**STATED EXERCISE:** Print every entry below verbatim and leave out the pictures.

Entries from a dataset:
-- START --

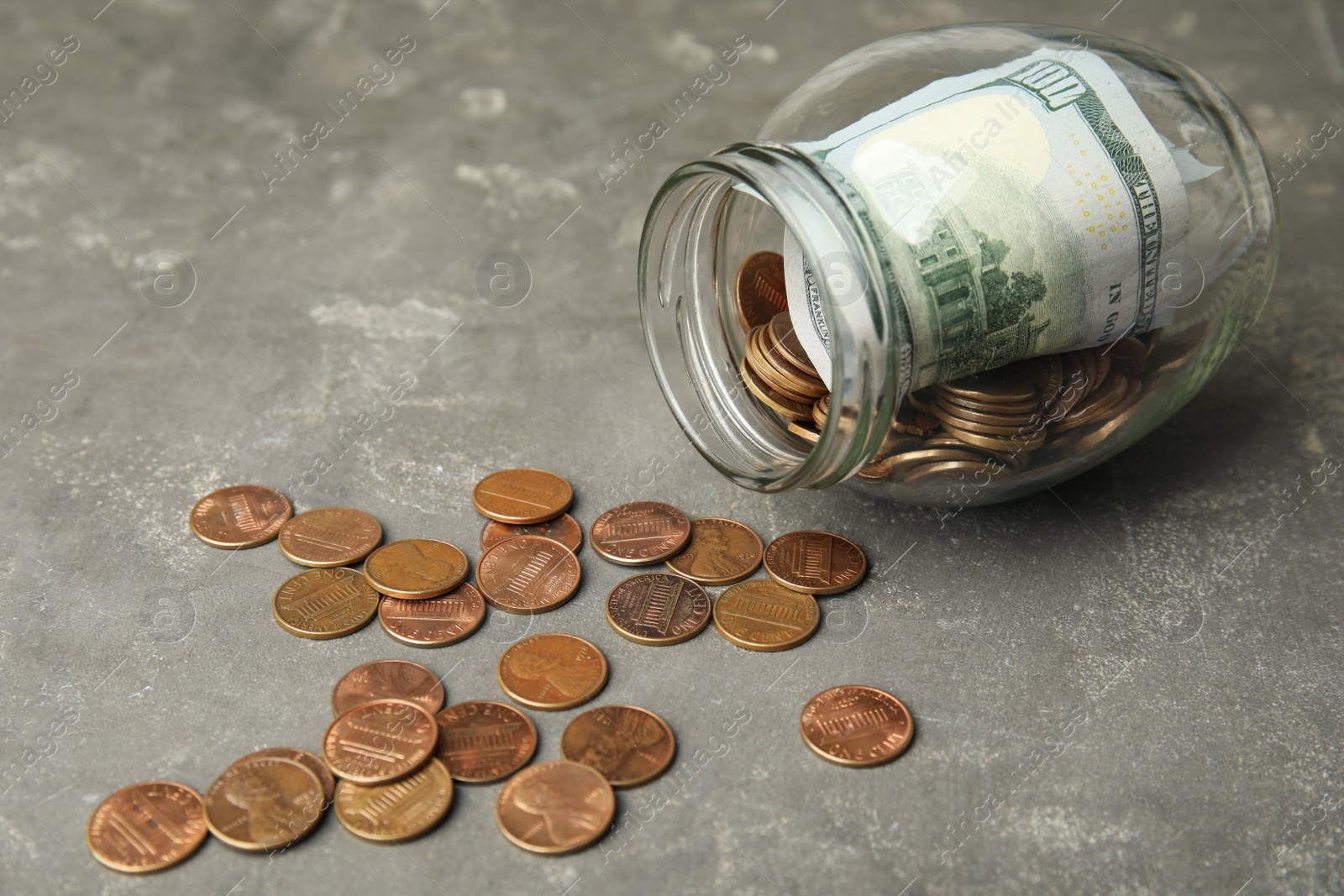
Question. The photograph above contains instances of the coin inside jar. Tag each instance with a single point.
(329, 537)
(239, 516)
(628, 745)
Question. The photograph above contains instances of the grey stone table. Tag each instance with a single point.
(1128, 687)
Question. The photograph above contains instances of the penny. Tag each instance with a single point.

-- END --

**SOLUTION FOR THIS EXERCISE:**
Question. The photograph above contains instances of the coin inside jar. Tag each instance with a single point.
(329, 537)
(239, 516)
(628, 745)
Question. The photograph above contains instances of the grey stone table. Tag each instance with a single point.
(1128, 687)
Question. The photograph above contains instances of the penny. Tag each instance with a single point.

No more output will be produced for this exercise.